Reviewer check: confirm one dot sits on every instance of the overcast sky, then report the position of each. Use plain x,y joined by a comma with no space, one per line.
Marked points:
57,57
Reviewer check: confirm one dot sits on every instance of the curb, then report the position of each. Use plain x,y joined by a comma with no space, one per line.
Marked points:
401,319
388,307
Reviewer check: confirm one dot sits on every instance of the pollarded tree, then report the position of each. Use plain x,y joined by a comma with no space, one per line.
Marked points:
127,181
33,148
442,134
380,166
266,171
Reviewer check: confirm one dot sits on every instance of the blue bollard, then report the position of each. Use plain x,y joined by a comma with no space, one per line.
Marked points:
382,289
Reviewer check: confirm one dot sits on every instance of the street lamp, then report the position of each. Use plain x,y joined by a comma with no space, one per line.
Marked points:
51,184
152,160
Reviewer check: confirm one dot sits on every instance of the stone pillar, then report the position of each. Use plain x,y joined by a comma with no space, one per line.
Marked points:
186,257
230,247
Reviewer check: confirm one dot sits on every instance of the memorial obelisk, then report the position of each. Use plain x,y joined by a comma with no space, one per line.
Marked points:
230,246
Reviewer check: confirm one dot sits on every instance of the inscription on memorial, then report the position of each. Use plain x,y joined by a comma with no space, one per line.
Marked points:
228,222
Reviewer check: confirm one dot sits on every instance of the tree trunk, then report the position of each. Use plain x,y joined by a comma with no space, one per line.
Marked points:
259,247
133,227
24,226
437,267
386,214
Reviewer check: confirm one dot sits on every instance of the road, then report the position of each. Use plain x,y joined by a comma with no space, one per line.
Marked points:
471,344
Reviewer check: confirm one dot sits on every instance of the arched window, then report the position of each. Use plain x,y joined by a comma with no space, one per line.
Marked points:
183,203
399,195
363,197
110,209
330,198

Exercise brief: Reproduce every record, matching each line exactly.

Result of the exercise:
Reviewer check: confirm one dot sits on every instance of the overcast sky, then report the position of each. Use plain x,y joined by a comma with no space, one per line.
Marked points:
57,57
Reviewer check: confirm one dot sits on every instance of the curb, then report the position of each. Use plain x,y joined by a comma with no space, one per line.
Marked points:
401,319
388,307
Reviewer check: confirm one dot sits on every instance of the pollarded tree, then report the position of each. Use plain x,y joined by a comma with no space, one per line.
Marked points:
127,181
33,148
442,134
380,166
266,171
Reviewer check: confirm one dot sits on every instance of the blue bollard, then report the position of each. Use plain x,y joined by a comma with no space, one per line.
Marked points:
382,289
Reviewer check: confirm one dot sits on every instance of the street lamp, then report the position of each. Use plain x,y joined by a comma with no space, one per line.
Marked points:
51,184
152,160
Reviewer check: confirm one dot sits on every instance of the stone pillar, then report the position of each. Use plain x,y joined by a comma with no space, one per line.
Marked points:
186,257
230,247
Reviewer check: confirm one dot sits on every instance of the memorial obelisk, then report the position of each. Use plain x,y joined by a comma with no space, one per line.
Marked points:
230,246
Reviewer check: confirm one dot sits on every instance of the inscription on memorial, then report the position of each. Use plain x,y joined by a comma with no space, one per line.
Marked points:
228,222
Reviewer check: confirm one dot sits on every instance of the tree trunk, then report the position of each. Use plain x,y joined by a comma with no space, one per line.
Marked points:
259,247
133,227
24,226
437,267
386,214
Reviewer check: confirm one dot sits on every instance of the road, then report the position of each. Use plain x,y joined by a comma with no space, one per line.
Marked points:
471,344
Reviewer check: confirm one dot sits on every instance of the arched window, then report the position of each. Use plain x,y joined by a comma with no space, one per line.
Marked points:
183,203
399,195
363,197
110,209
330,198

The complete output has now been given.